The McDonald's fast food chain has used multiple ice cream machines at its various locations, but the chain has primarily operated those made by the Taylor Company. In 1956, Ray Kroc, who would soon become the founding owner-operator of the McDonald's franchise business, made a handshake agreement with the Taylor Company to supply milkshake machines for the fast food chain as its exclusive supplier. The two companies have continued to cooperate to the present day.

The most prominent of the machines is the Taylor C602, which is used in approximately 13,000 of the 40,000 McDonald's restaurants (as of 2021) and is notorious for reliability issues. In 2000, an internal McDonald's survey revealed that a quarter of restaurants were reporting that the machines were nonfunctional. The machine is used to produce both shakes (Note: In some markets including the United States, McDonald's, like many other restaurant chains, refers to its frozen dairy-based beverages as "shakes" rather than "milkshakes" for legal reasons.) and ice cream desserts, including soft serve cones, sundaes and McFlurries. (Note: A McFlurry is McDonald's vanilla-flavored soft serve ice cream in a cup with other ingredients mixed into it, such as caramel, M&M's candies, or crumbled fragments of Oreo or chocolate- and peanut-butter-flavored cookies.) In recent years, McDonald's has allowed franchisees to instead purchase ice cream machines made by Carpigiani.

==History==
The equipment manual for the Taylor C602 used by McDonald's identifies it as a "combination shake and soft serve freezer" that is "manufactured exclusively for McDonald's" according to the Taylor Company. In March 2017, McDonald's began allowing franchisees to purchase other machines made by Carpigiani, saying that they are faster to clean.

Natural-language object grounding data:
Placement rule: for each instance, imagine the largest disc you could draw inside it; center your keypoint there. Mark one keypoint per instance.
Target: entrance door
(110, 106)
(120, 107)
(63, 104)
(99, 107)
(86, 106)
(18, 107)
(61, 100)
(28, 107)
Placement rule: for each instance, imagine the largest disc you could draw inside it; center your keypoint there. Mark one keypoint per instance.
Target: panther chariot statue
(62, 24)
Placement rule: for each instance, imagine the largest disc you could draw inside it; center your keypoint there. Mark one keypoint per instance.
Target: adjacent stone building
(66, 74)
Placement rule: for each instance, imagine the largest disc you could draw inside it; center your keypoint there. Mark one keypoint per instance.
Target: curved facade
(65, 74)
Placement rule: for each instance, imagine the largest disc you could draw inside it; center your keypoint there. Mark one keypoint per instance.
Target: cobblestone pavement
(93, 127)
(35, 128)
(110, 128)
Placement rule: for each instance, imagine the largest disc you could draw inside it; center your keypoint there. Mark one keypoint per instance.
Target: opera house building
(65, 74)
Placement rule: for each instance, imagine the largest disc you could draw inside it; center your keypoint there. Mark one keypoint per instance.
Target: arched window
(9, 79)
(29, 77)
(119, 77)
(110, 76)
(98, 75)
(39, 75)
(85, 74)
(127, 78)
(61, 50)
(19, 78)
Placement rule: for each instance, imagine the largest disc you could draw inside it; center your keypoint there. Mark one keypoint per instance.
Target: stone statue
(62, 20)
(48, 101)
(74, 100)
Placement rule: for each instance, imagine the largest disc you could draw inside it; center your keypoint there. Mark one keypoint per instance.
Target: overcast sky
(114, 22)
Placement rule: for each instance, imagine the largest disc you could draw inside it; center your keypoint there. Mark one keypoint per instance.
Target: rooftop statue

TASK REQUIREMENTS: Continue the passage about McDonald's ice cream machines from the point where it stops.

ANSWER FOR THE TASK:
Since 2019, Kytch has sold a device that intercepts the Taylor C602's internal communications to provide franchise owners with clearer error messages. Kytch was endorsed by Tyler Gamble, a prominent member of the largest conference of McDonald's franchises, the National Owners Association, in October 2020, leading to a surge in sales. However, after about 500 Kytch devices were purchased, McDonald's emailed franchise owners in November 2020 to instruct them to remove the Kytch devices immediately, citing safety risks that could lead to "serious human injury", the leak of "confidential information" and Taylor Company warranty violations. The email promoted upgrading the machines to versions with Taylor Company's new "Taylor Shake Sundae Connectivity" user interface feature, which offered capabilities similar to the Kytch product's capabilities, to substitute for the Kytch device.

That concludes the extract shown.